> _EXERCISE AIM_: Copy the entries below word for word, minus the pictures.
──────── LISTED ENTRIES
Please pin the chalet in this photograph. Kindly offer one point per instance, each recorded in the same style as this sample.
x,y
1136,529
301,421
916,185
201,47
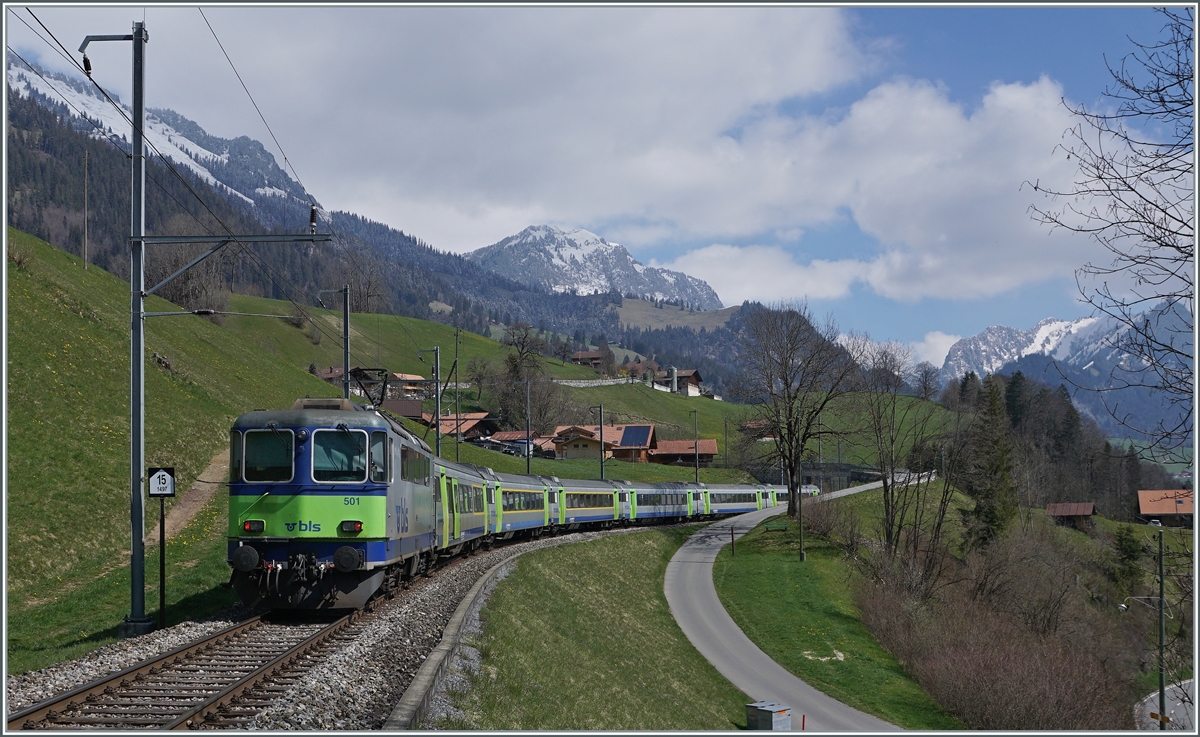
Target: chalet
x,y
681,381
631,443
640,367
684,451
1170,507
1074,514
472,424
587,358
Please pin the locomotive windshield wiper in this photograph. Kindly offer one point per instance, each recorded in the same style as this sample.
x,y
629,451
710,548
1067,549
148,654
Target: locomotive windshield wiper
x,y
353,436
275,429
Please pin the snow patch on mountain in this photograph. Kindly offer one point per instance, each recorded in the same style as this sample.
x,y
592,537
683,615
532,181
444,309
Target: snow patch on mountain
x,y
580,262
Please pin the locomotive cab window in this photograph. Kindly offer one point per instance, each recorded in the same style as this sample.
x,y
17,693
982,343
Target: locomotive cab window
x,y
340,455
269,455
379,457
234,456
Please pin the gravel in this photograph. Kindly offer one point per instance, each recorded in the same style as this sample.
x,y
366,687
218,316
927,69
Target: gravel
x,y
357,687
33,687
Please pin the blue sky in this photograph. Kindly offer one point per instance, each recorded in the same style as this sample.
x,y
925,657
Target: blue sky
────────────────
> _WRITTEN SOLUTION_:
Please pin the chalet in this photograph. Kindly offer one point per instance, each recorded in the same style as this sample.
x,y
1136,529
301,421
916,185
201,47
Target: chalet
x,y
681,381
631,443
640,367
684,451
1170,507
1074,514
472,424
587,358
Please pin the locomotive windshield wiper in this photograph. Kindly offer one point per instance, each recorded in the same style as this sample.
x,y
629,451
710,548
1067,549
148,654
Target: locomotive windshield wiper
x,y
353,436
275,429
Please pin the snow patch on mountain in this photograph. Kindly offer one point per instance, each recorded in the same style as this sample.
x,y
592,537
683,615
532,181
444,309
Target: snow patch on mountain
x,y
580,262
Please pin the locomotive cab window in this photograph. Kindly offer one point per instance, each recorded in the same style as this sample.
x,y
17,693
982,343
Target: locomotive cab window
x,y
340,455
269,455
379,457
234,456
Please pin the gravel in this photograph. Kindly offer one point per instance, each recorded in the same style as this sample.
x,y
366,687
218,316
927,69
Target: gravel
x,y
357,687
33,687
Please pin the blue sky in this photograph. Kindly offer one point per instance, each recorded in the same style as this sample.
x,y
925,657
Target: blue sky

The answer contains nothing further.